§ THE PROBLEM: All entries need to be written out verbatim, with pictures omitted.

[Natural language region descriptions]

++++++++++

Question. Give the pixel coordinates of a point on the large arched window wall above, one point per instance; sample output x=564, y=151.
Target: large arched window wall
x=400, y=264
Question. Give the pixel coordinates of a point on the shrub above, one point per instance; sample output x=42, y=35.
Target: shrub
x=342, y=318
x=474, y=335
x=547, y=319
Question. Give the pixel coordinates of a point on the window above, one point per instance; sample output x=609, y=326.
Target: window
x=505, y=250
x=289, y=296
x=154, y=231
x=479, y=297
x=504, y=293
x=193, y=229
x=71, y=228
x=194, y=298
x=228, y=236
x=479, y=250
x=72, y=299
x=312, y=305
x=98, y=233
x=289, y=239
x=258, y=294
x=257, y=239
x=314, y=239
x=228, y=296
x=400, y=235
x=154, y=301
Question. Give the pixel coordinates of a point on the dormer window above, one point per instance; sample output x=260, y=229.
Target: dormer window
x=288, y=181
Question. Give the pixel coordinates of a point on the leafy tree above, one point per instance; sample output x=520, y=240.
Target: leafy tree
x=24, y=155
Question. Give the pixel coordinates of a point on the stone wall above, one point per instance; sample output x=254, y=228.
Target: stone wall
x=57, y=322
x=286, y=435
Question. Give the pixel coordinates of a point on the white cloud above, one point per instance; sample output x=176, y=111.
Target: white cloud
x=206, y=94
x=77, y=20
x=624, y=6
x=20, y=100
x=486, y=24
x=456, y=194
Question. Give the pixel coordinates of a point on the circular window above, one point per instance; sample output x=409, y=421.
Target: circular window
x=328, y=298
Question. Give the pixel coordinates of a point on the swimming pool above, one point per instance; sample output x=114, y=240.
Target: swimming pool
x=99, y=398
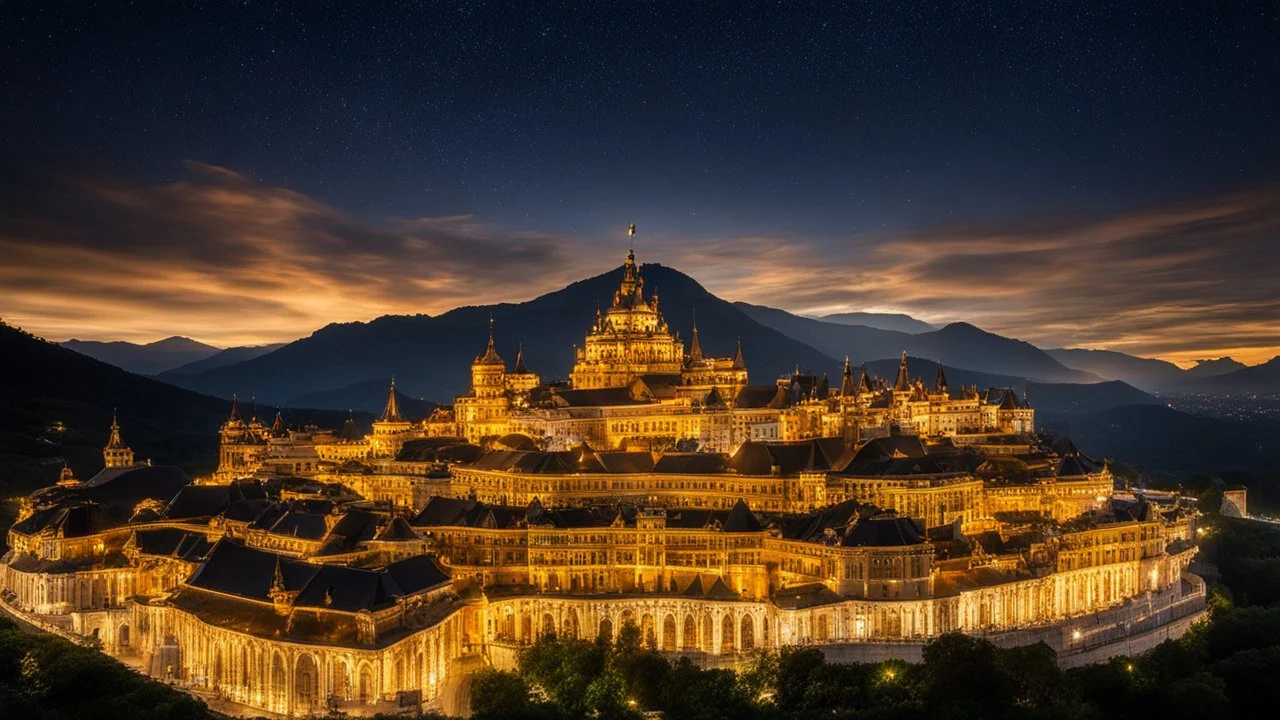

++++++++++

§ SOLUTION FOR THIS PROBLEM:
Question. Give the pixel coordinates of a point on the large arched window wall above, one point per instance; sample output x=564, y=151.
Target: large arched window wall
x=400, y=264
Question. Give the pixel coordinates of a point on the shrub above, one point per instance; sample output x=42, y=35.
Target: shrub
x=342, y=318
x=474, y=335
x=547, y=319
Question. Give the pixel coordinates of a point on the window above, one point per instance; sample output x=609, y=326.
Target: window
x=505, y=250
x=289, y=296
x=154, y=231
x=479, y=297
x=504, y=293
x=193, y=229
x=71, y=228
x=194, y=298
x=228, y=236
x=479, y=250
x=72, y=299
x=312, y=305
x=98, y=233
x=289, y=239
x=258, y=294
x=257, y=239
x=314, y=239
x=228, y=296
x=400, y=235
x=154, y=301
Question. Give the pixel coordinates of a point on the dormer window above, one point per instance; sample output x=260, y=229.
Target: dormer window
x=288, y=181
Question. Give the pixel coordinates of a point on the leafy tree above, one point per instance; sample output x=520, y=240.
Target: leafy tree
x=24, y=155
Question. Give the pixel coordinates of a point on the stone wall above, one point per instance; sample output x=254, y=228.
Target: stone wall
x=57, y=322
x=286, y=435
Question. Give the pixel coordinates of a point on the white cloud above, one point per instance; sample output x=176, y=111.
Target: white cloud
x=206, y=94
x=77, y=20
x=624, y=6
x=20, y=100
x=486, y=24
x=456, y=194
Question. Give the pixel coordinates of a point on the circular window above, one point per instance; sample output x=409, y=421.
Target: circular window
x=328, y=298
Question. Give the pixel coordinates of a point on the swimming pool above, one point per instance; sample output x=114, y=240.
Target: swimming pool
x=99, y=398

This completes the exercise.